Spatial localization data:
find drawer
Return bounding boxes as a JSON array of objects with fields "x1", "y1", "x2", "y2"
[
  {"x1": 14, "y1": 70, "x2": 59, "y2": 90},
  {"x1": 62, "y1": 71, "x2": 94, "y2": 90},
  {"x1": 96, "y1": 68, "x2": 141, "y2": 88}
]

WHAT YOU WILL DO: Restate each record word for word.

EXERCISE RESULT:
find drawer
Return bounding boxes as a JSON array of objects with fields "x1", "y1", "x2", "y2"
[
  {"x1": 14, "y1": 70, "x2": 59, "y2": 90},
  {"x1": 62, "y1": 71, "x2": 94, "y2": 90},
  {"x1": 96, "y1": 68, "x2": 141, "y2": 88}
]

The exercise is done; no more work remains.